• **TRECHO APRESENTADO**
□ □ □ □ □
As considerações que acabamos de fazer levam a uma série de conclusões. Entre elas privilegiamos em primeiro lugar a total legitimidade, quando não obrigatoriedade, de usufruir as dádivas da natureza quando e enquanto são indispensáveis para a saúde física e mental e úteis para um relacionamento construtivo entre as pessoas. É neste particular que o Papa insiste na citação que registramos um pouco mais acima, fundamentada no evangelho de São Mateus. Entre muitas outras passagens dos evangelhos que registram o quotidiano de Jesus nas sua pregação da Boa Nova, lembramos ainda uma das reflexões da Encíclica.

Ele próprio vivia em contato permanente com a natureza e prestava-lhe uma atenção cheia de carinho e admiração. Quando percorria os quatro cantos da sua terra detinha-Se a contemplar a beleza semeada por seu Pai e convidava os discípulos a individuarerm, nas coisas, uma mensagem divina: “Levantai os olhos e vede os campos que estão doirados para a ceifa” (Jo 4, 35)
            
Da mesma forma como fazia suas pregações em contato com a natureza preparou seus discípulos caminhando pelas estradas e veredas da Terra Santa, ilustrando sua doutrina com metáforas inspiradas em plantas, animais e nas pessoas que moravam perto das veredas por que passava. O cenário escolhido para o Pai revela-lo como Seu Filho aos apóstolos mais chegados, não foi uma sinagoga ou templo em Jerusalém, mas o cume do Monte Tabor, rodeado pelo encanto e as belezas naturais próprias desse tipo de paisagem. Poderíamos enumerar outras muitas situações em que a natureza pura foi o cenário de suas mensagens., como a multiplicação dos pães, a pesca milagrosa, os 40 dias no deserto e outros. Tudo isso demonstra que os ensinamentos que formam os fundamentos do cristianismo foram anunciados em contato íntimo com a natureza e tornados compreensíveis aos ouvintes pelas mensagens que plantas, animais e paisagens naturais inspiravam.
□ □ □ □ □
• **A FAZER**
Copie do trecho a parte que vai de "As considerações que" até "reflexões da Encíclica.", incluindo essas palavras. Os registros não têm nada a ver com o trecho.
□ □ □ □ □
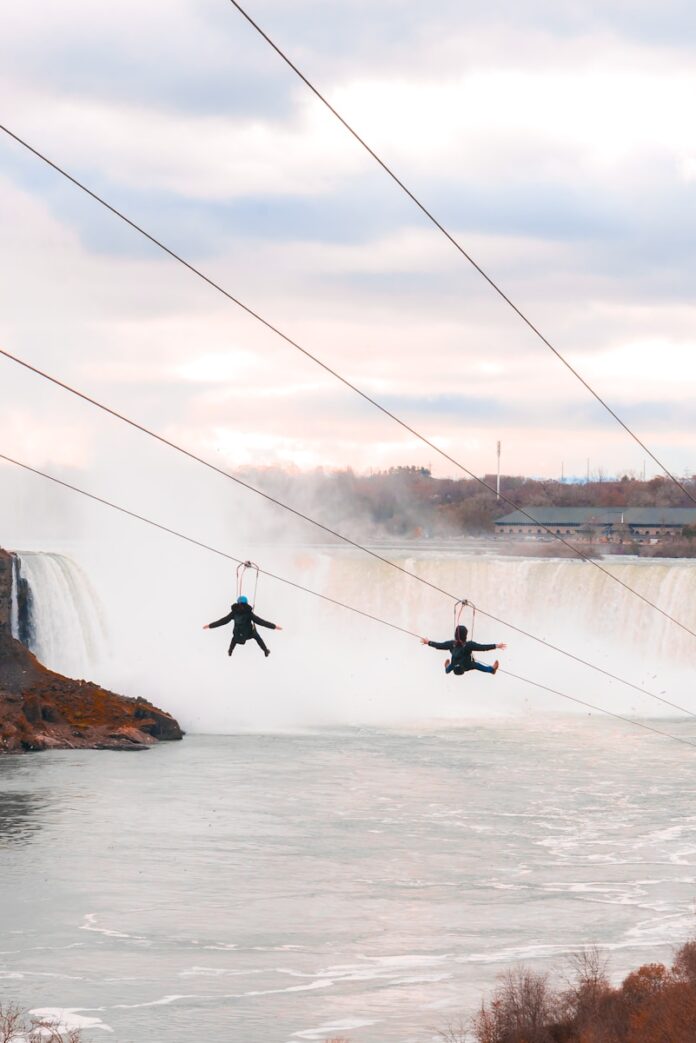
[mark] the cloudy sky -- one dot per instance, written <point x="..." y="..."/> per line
<point x="555" y="139"/>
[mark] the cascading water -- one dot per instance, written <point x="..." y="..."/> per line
<point x="15" y="602"/>
<point x="56" y="613"/>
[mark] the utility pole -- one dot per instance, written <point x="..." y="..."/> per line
<point x="498" y="480"/>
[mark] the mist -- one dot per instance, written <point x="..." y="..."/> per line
<point x="329" y="666"/>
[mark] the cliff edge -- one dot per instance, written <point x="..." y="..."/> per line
<point x="41" y="709"/>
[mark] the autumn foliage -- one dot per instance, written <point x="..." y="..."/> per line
<point x="653" y="1004"/>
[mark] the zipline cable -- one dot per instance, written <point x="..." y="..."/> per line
<point x="315" y="593"/>
<point x="393" y="564"/>
<point x="318" y="362"/>
<point x="460" y="248"/>
<point x="204" y="547"/>
<point x="574" y="699"/>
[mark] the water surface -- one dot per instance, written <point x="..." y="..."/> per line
<point x="269" y="889"/>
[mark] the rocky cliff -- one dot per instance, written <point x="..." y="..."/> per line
<point x="41" y="709"/>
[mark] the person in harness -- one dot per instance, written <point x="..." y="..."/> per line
<point x="461" y="650"/>
<point x="245" y="624"/>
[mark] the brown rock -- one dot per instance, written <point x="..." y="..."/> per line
<point x="41" y="709"/>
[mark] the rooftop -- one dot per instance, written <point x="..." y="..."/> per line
<point x="603" y="515"/>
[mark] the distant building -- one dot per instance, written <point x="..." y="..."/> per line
<point x="613" y="524"/>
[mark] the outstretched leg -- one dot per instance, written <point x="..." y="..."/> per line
<point x="260" y="641"/>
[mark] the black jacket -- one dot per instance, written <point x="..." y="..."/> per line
<point x="461" y="654"/>
<point x="244" y="622"/>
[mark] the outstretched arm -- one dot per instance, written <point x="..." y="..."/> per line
<point x="218" y="623"/>
<point x="262" y="623"/>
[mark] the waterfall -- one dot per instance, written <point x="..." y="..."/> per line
<point x="56" y="613"/>
<point x="15" y="603"/>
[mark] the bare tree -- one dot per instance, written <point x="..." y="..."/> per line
<point x="16" y="1025"/>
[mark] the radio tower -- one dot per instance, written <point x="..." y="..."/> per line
<point x="498" y="479"/>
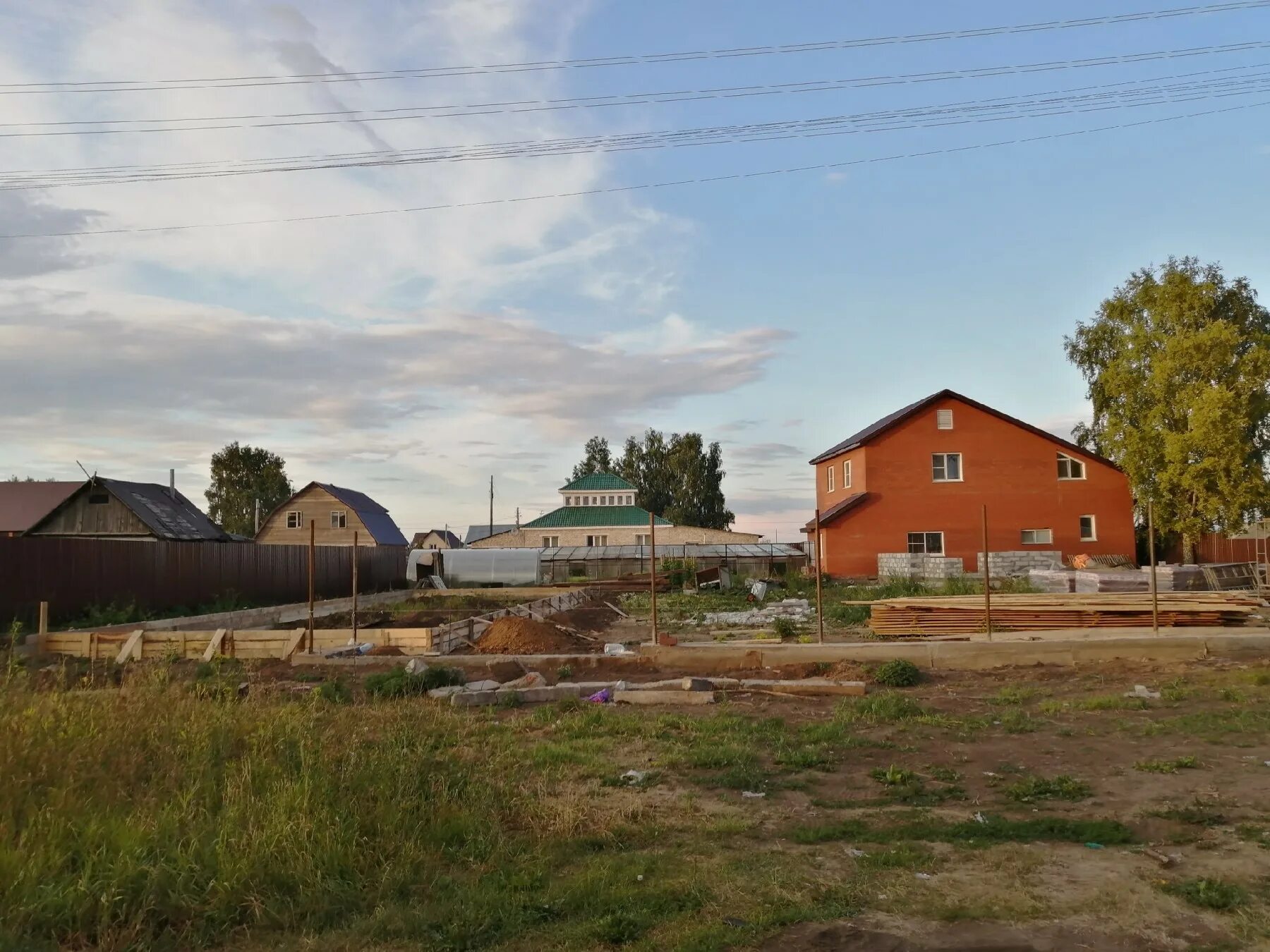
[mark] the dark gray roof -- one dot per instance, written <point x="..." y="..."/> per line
<point x="889" y="420"/>
<point x="374" y="515"/>
<point x="171" y="517"/>
<point x="479" y="532"/>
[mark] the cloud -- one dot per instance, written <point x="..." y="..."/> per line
<point x="25" y="214"/>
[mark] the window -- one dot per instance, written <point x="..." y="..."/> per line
<point x="946" y="468"/>
<point x="926" y="542"/>
<point x="1070" y="469"/>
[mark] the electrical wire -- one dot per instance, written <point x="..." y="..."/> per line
<point x="619" y="190"/>
<point x="1128" y="94"/>
<point x="628" y="60"/>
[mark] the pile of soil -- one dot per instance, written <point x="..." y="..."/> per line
<point x="514" y="635"/>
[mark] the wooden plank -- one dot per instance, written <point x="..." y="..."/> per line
<point x="131" y="650"/>
<point x="214" y="645"/>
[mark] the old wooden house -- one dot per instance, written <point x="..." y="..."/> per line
<point x="336" y="514"/>
<point x="117" y="509"/>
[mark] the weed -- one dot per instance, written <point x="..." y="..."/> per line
<point x="1218" y="895"/>
<point x="1062" y="787"/>
<point x="1178" y="763"/>
<point x="897" y="674"/>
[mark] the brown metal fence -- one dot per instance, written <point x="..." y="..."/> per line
<point x="74" y="574"/>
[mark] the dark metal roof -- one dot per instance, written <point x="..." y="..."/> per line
<point x="164" y="511"/>
<point x="478" y="532"/>
<point x="23" y="504"/>
<point x="885" y="423"/>
<point x="836" y="511"/>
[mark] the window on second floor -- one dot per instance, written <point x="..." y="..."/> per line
<point x="946" y="468"/>
<point x="926" y="542"/>
<point x="1070" y="468"/>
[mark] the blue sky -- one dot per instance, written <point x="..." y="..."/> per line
<point x="413" y="355"/>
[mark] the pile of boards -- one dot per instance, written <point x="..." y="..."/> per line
<point x="964" y="615"/>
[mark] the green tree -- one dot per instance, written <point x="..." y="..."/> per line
<point x="679" y="477"/>
<point x="1178" y="366"/>
<point x="597" y="458"/>
<point x="241" y="475"/>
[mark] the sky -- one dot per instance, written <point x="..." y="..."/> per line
<point x="412" y="355"/>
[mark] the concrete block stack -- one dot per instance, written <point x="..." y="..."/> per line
<point x="1017" y="564"/>
<point x="914" y="565"/>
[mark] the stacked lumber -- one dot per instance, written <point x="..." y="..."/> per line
<point x="964" y="615"/>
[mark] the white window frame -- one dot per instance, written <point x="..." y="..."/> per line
<point x="925" y="549"/>
<point x="944" y="465"/>
<point x="1068" y="458"/>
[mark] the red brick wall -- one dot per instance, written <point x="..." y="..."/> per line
<point x="1009" y="469"/>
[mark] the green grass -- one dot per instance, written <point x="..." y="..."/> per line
<point x="1062" y="787"/>
<point x="972" y="831"/>
<point x="1174" y="766"/>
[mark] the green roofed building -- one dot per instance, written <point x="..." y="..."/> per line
□ □ □ □ □
• **RESPOSTA**
As considerações que acabamos de fazer levam a uma série de conclusões. Entre elas privilegiamos em primeiro lugar a total legitimidade, quando não obrigatoriedade, de usufruir as dádivas da natureza quando e enquanto são indispensáveis para a saúde física e mental e úteis para um relacionamento construtivo entre as pessoas. É neste particular que o Papa insiste na citação que registramos um pouco mais acima, fundamentada no evangelho de São Mateus. Entre muitas outras passagens dos evangelhos que registram o quotidiano de Jesus nas sua pregação da Boa Nova, lembramos ainda uma das reflexões da Encíclica.